# Minst 手写数字识别

## 单层神经网络建模

In [17]:
import tensorflow as tf
import tensorflow.keras as keras

print(tf.__version__)

2.7.0


## 载入数据

In [18]:
# 获取 Mints手写数字数据集
mnist = keras.datasets.mnist

# 训练数据，测试数据
(train_images, train_labels), (test_images, test_labels) = mnist.load_data()

## 划分验证集

In [19]:
# 训练集总数，以次数据为准将训练集划分为训练集与验证集
total_num = len(train_images)

# 验证集占训练集的比例
valid_split = 0.2

# 实际训练集数量
train_num = int(total_num * (1 - valid_split))

# 训练集（0% ~ 80%）
train_x = train_images[:train_num]
train_y = train_labels[:train_num]

# 剩余部分为验证集（80% ~ 100%）
valid_x = train_images[train_num:]
valid_y = train_labels[train_num:]

test_x = test_images
test_y = test_labels

## 数据降维

In [20]:
# 把（28，28）的结构拉直为 1行 784列
# -1代表由系统计算行数，指定列数为784列
train_x = train_x.reshape(-1, 784)
valid_x = valid_x.reshape(-1, 784)
test_x = test_x.reshape(-1, 784)

## 特征数据归一化

In [21]:
train_x = tf.cast(train_x / 255.0, tf.float32)
valid_x = tf.cast(valid_x / 255.0, tf.float32)
test_x = tf.cast(test_x / 255.0, tf.float32)

## 独热编码

In [22]:
# 对标签数据进行独热编码
train_y = tf.one_hot(train_y, depth=10)
valid_y = tf.one_hot(valid_y, depth=10)
test_y = tf.one_hot(test_y, depth=10)

任务要求 –
**1.** 关于上面的手写数字识别代码：
(a) 打印出的 TensorFlow 版本号是多少？
(b) 验证集占训练集的比例设为多少？
(c) 对标签做独热编码时，depth 参数取什么值？
**2.** 从最后一行之后接着续写上面的手写数字识别代码。
下面的数据与上文的手写数字识别代码没有关系。

所给数据 –

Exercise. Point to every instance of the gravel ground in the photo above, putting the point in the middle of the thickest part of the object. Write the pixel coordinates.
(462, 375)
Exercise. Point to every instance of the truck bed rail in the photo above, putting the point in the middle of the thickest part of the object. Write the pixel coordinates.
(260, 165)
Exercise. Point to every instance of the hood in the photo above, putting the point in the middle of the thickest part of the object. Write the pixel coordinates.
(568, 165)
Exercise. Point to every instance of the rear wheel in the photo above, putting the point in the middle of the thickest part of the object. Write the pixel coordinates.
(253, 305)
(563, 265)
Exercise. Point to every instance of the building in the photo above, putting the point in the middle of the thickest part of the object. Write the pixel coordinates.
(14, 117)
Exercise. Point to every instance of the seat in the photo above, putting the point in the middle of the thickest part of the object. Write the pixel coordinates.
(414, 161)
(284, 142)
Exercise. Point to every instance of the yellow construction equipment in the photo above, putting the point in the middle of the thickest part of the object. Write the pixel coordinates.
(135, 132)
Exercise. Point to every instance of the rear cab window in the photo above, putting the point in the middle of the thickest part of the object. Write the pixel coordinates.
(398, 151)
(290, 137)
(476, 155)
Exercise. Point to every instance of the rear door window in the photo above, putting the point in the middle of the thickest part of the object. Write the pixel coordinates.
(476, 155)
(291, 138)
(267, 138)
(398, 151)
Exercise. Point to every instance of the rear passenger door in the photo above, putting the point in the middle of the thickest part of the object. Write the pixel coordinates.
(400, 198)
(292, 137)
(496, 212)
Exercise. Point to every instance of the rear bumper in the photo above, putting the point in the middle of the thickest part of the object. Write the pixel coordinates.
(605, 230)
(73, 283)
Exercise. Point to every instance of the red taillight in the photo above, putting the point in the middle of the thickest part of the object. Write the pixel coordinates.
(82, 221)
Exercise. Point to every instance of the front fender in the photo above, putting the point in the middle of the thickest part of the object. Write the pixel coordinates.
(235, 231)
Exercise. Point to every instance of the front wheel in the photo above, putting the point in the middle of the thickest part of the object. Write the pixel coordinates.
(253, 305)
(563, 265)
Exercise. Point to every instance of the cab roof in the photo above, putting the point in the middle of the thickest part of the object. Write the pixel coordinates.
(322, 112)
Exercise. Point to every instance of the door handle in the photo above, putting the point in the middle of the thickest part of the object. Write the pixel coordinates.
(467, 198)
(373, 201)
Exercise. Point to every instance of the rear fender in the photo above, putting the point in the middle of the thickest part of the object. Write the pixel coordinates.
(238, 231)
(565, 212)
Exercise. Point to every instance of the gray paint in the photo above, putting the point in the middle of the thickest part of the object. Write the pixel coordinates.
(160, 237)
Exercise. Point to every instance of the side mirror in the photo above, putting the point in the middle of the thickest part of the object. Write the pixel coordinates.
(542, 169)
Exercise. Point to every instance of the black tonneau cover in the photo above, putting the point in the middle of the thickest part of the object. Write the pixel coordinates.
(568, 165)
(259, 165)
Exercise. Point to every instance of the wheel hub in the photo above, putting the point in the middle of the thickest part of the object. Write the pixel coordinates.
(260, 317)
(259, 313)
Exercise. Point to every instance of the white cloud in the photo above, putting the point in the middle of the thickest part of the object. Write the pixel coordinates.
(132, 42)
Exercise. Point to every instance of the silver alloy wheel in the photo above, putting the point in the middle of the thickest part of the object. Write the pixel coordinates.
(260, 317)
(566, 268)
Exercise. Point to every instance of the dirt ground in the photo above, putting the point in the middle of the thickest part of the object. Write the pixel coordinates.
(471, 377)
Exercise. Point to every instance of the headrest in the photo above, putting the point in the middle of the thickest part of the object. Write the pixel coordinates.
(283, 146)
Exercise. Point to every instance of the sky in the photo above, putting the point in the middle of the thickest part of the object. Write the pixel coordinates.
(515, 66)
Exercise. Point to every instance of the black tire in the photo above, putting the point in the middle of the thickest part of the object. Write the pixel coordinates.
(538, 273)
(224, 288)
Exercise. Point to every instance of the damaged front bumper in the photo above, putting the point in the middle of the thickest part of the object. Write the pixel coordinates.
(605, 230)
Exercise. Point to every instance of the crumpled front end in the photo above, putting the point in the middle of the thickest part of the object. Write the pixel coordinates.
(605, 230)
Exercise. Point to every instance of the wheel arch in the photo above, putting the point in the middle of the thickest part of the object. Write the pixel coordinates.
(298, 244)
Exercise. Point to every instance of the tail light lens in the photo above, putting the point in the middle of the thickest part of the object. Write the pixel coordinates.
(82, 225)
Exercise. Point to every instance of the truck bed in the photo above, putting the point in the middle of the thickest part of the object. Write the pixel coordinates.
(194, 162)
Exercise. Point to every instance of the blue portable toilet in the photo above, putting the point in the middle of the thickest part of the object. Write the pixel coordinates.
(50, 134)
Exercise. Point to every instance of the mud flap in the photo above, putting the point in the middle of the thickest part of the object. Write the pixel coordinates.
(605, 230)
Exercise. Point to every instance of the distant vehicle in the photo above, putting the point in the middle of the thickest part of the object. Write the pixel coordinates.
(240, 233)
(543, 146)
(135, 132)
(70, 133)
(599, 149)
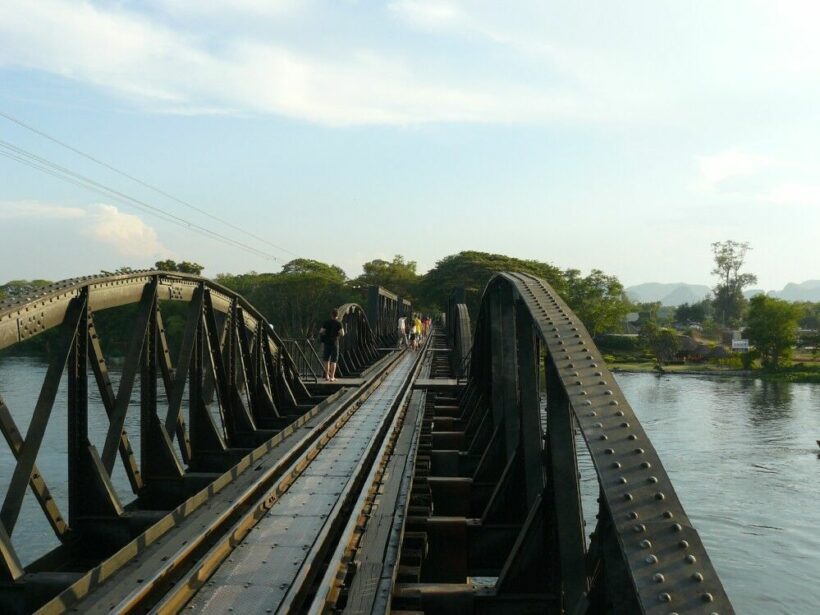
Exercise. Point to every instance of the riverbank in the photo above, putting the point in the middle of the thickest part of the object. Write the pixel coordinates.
(800, 372)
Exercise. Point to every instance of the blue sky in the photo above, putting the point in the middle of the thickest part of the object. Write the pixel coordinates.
(625, 136)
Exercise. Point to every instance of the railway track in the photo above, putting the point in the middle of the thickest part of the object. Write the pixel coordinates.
(279, 541)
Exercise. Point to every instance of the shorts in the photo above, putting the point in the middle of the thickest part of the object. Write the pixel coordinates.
(330, 351)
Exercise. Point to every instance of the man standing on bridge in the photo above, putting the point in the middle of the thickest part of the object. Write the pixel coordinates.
(330, 333)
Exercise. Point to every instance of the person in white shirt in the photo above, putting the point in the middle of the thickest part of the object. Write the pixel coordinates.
(402, 333)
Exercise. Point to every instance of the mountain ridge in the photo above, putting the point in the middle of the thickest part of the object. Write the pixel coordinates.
(677, 293)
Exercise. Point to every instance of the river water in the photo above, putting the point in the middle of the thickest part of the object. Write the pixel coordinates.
(741, 454)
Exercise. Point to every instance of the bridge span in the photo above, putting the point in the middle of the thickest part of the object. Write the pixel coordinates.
(439, 481)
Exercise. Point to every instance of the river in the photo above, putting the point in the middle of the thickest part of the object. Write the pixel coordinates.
(741, 454)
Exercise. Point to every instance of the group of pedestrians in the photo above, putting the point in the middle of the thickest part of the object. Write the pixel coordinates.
(412, 330)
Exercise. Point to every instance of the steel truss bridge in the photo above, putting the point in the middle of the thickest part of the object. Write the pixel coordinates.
(439, 481)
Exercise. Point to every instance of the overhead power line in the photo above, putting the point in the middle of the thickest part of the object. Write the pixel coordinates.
(44, 165)
(141, 182)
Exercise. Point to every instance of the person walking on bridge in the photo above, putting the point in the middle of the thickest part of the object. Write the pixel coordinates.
(329, 334)
(402, 333)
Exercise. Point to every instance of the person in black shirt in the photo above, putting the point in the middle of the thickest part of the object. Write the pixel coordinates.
(330, 333)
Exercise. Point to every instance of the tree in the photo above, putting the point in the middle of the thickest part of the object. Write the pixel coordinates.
(697, 312)
(297, 299)
(662, 343)
(183, 267)
(772, 327)
(473, 270)
(397, 276)
(598, 300)
(729, 300)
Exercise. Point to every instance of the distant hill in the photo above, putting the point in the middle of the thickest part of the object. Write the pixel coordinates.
(805, 291)
(676, 294)
(668, 294)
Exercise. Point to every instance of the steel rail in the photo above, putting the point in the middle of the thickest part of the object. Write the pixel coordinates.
(331, 585)
(186, 586)
(157, 571)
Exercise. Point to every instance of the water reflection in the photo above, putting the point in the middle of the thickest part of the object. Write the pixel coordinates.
(741, 454)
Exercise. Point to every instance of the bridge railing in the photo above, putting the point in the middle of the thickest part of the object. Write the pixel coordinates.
(644, 555)
(306, 359)
(230, 386)
(383, 311)
(497, 478)
(459, 333)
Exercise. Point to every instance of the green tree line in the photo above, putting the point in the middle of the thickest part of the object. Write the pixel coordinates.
(297, 298)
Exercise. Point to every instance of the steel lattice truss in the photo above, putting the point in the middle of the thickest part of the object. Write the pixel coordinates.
(497, 475)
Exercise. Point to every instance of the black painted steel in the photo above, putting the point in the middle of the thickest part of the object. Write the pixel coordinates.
(231, 387)
(497, 480)
(383, 311)
(459, 333)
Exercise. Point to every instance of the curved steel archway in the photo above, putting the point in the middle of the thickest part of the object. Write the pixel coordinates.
(230, 388)
(643, 539)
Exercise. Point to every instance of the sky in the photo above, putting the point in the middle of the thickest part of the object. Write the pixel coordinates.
(624, 136)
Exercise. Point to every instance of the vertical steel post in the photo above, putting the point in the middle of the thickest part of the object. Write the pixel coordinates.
(564, 489)
(529, 400)
(77, 419)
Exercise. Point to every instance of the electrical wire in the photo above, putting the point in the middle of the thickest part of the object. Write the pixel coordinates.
(143, 183)
(18, 154)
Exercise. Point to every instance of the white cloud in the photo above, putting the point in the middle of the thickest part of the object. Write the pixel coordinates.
(731, 163)
(34, 209)
(796, 194)
(364, 63)
(127, 234)
(427, 14)
(176, 70)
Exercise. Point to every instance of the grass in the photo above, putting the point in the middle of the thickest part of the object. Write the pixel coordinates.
(804, 367)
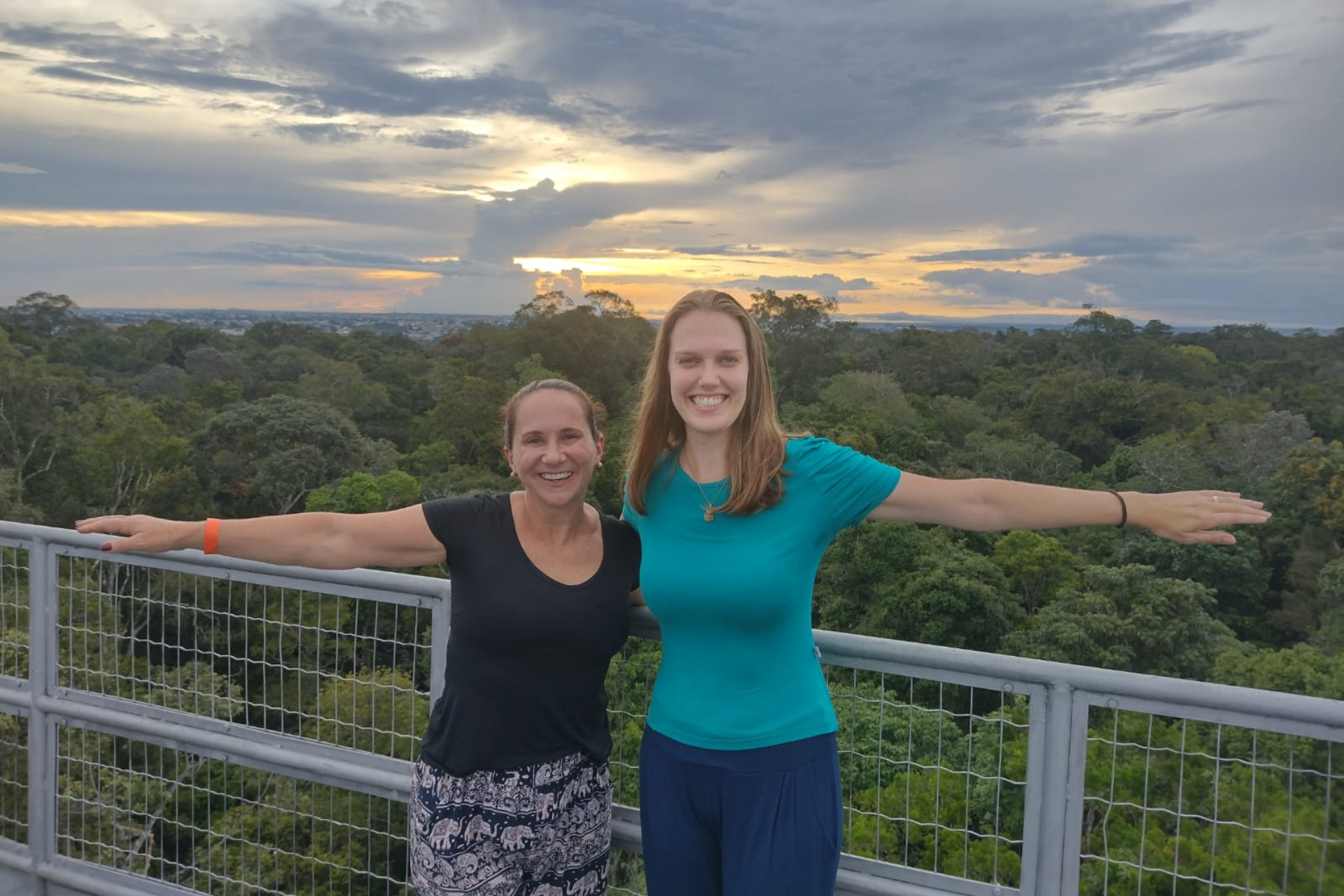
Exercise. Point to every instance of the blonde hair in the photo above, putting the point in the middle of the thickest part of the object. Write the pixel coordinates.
(756, 461)
(593, 412)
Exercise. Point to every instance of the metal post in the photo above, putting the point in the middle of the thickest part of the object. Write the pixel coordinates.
(440, 624)
(42, 736)
(1057, 794)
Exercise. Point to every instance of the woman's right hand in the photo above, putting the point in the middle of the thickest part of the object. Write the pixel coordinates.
(146, 533)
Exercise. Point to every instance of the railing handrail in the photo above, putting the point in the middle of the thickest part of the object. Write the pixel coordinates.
(1060, 699)
(1250, 701)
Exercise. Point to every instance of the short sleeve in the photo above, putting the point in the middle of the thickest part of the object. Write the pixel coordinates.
(628, 514)
(848, 484)
(452, 520)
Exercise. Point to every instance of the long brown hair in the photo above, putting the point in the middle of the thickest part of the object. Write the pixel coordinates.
(756, 460)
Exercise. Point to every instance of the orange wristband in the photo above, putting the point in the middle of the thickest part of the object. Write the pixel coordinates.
(211, 545)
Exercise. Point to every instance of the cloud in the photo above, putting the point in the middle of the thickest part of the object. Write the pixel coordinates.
(820, 284)
(977, 286)
(521, 222)
(327, 133)
(1084, 246)
(676, 143)
(750, 251)
(307, 255)
(77, 74)
(442, 139)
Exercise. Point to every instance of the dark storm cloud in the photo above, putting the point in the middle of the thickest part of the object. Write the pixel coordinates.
(307, 61)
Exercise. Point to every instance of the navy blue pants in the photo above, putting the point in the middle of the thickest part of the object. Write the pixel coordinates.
(739, 822)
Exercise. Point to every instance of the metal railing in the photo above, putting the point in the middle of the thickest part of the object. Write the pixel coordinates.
(198, 723)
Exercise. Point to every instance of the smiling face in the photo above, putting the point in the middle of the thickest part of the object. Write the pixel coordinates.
(553, 449)
(708, 370)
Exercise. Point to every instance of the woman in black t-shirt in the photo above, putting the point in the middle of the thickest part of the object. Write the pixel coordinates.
(511, 790)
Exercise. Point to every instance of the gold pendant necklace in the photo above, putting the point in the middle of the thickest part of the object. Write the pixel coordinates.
(708, 504)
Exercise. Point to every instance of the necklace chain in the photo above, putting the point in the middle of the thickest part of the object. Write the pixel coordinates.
(708, 507)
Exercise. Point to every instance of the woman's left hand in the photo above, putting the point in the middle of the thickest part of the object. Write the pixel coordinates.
(1194, 517)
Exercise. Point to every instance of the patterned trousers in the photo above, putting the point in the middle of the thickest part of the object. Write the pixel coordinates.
(538, 830)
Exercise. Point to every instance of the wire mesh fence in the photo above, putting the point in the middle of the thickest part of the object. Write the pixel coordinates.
(934, 774)
(1180, 806)
(222, 828)
(14, 612)
(353, 672)
(14, 777)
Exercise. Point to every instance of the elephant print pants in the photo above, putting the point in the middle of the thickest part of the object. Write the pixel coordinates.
(538, 830)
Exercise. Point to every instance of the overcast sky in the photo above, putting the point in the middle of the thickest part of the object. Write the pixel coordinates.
(1171, 160)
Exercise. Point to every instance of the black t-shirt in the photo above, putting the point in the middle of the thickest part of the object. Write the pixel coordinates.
(527, 656)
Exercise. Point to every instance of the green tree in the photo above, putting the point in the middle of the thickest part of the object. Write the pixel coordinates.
(265, 456)
(43, 315)
(802, 336)
(1037, 567)
(1128, 618)
(898, 580)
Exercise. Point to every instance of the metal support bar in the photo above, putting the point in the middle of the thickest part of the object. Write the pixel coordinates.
(1049, 794)
(440, 625)
(42, 731)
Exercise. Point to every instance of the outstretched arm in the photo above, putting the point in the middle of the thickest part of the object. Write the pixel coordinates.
(997, 505)
(319, 540)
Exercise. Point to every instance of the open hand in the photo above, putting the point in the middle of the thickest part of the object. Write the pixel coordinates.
(1194, 517)
(146, 533)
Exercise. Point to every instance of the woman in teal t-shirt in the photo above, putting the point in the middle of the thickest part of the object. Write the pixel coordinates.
(739, 776)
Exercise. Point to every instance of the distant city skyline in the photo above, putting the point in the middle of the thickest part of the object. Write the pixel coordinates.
(980, 159)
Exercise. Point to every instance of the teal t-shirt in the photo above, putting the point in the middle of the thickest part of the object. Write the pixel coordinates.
(734, 598)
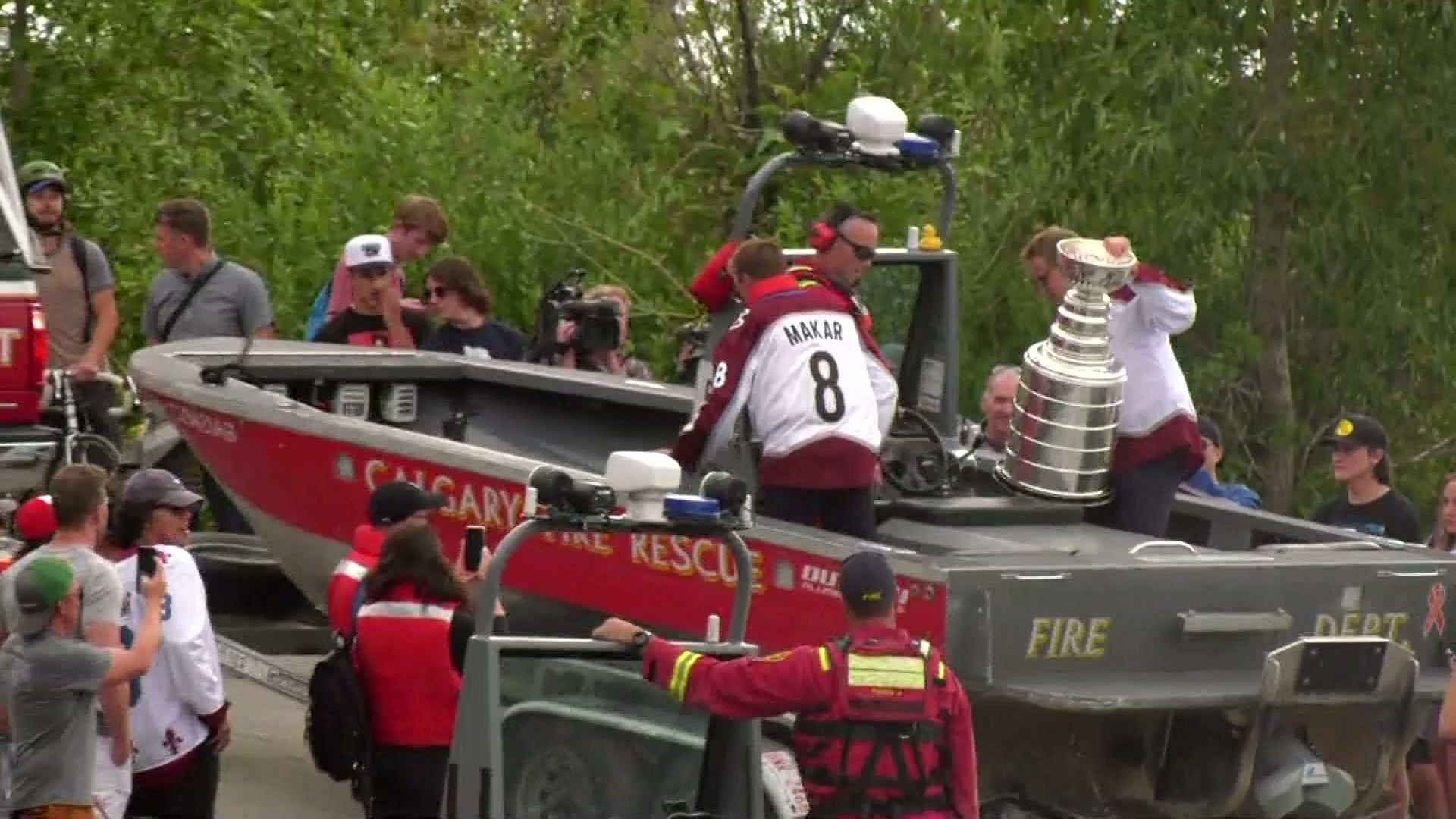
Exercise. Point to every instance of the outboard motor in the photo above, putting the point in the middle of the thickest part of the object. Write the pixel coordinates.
(1065, 419)
(1292, 783)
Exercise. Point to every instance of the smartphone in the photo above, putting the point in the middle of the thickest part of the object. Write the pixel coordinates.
(147, 561)
(473, 547)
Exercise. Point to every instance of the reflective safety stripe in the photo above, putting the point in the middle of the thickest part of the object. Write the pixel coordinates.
(350, 569)
(682, 672)
(406, 610)
(887, 672)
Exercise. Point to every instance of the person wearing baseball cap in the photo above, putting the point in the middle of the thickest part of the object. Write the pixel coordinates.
(391, 506)
(1206, 480)
(1360, 460)
(375, 318)
(180, 711)
(874, 673)
(50, 681)
(156, 507)
(36, 523)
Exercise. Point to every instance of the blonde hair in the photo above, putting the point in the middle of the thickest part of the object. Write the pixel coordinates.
(1440, 538)
(1044, 243)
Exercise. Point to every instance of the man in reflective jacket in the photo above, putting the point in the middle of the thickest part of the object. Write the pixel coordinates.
(389, 506)
(883, 727)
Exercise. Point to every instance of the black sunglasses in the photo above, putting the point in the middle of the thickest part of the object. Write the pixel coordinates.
(862, 253)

结果 –
**1.**
(a) 2.7.0
(b) 0.2，即 20%
(c) 10

**2.**
## 创建待优化变量

In [23]:
# 输入（784） -> 第一层隐层（64） -> 输出层（10）
# 定义第一层隐藏层权重和偏置项变量
Input_Dim = 784
H1_NN = 64

W1 = tf.Variable(tf.random.normal([Input_Dim, H1_NN], mean=0.0, stddev=1.0, dtype=tf.float32))
B1 = tf.Variable(tf.zeros([H1_NN]), dtype=tf.float32)

In [24]:
# 定义输出层权重和偏置项变量
Output_Dim = 10

W2 = tf.Variable(tf.random.normal([H1_NN, Output_Dim], mean=0.0, stddev=1.0, dtype=tf.float32))
B2 = tf.Variable(tf.zeros([Output_Dim]), dtype=tf.float32)

In [25]:
# 建立待优化列表
W = [W1, W2]
B = [B1, B2]

## 定义模型前向计算

In [26]:
# 扩展多分类模型
# 模型计算后进行Softmax分类，决定属于哪个标签分类（本例为10分类）
def model(x, w, b):
    x = tf.matmul(x, w[0]) + b[0]
    x = tf.nn.relu(x)
    x = tf.matmul(x, w[1]) + b[1]
    pred = tf.nn.softmax(x)

    # 返回预测标签值
    return pred

## 定义交叉熵函数

In [27]:
# 定义交叉熵损失函数
def loss(x, y, w, b):
    # 前向计算
    pred = model(x, w, b)

    # 计算模型预测值与真实值差异
    loss_ = tf.keras.losses.categorical_crossentropy(y_true=y, y_pred=pred)

    # 求均方差
    return tf.reduce_mean(loss_)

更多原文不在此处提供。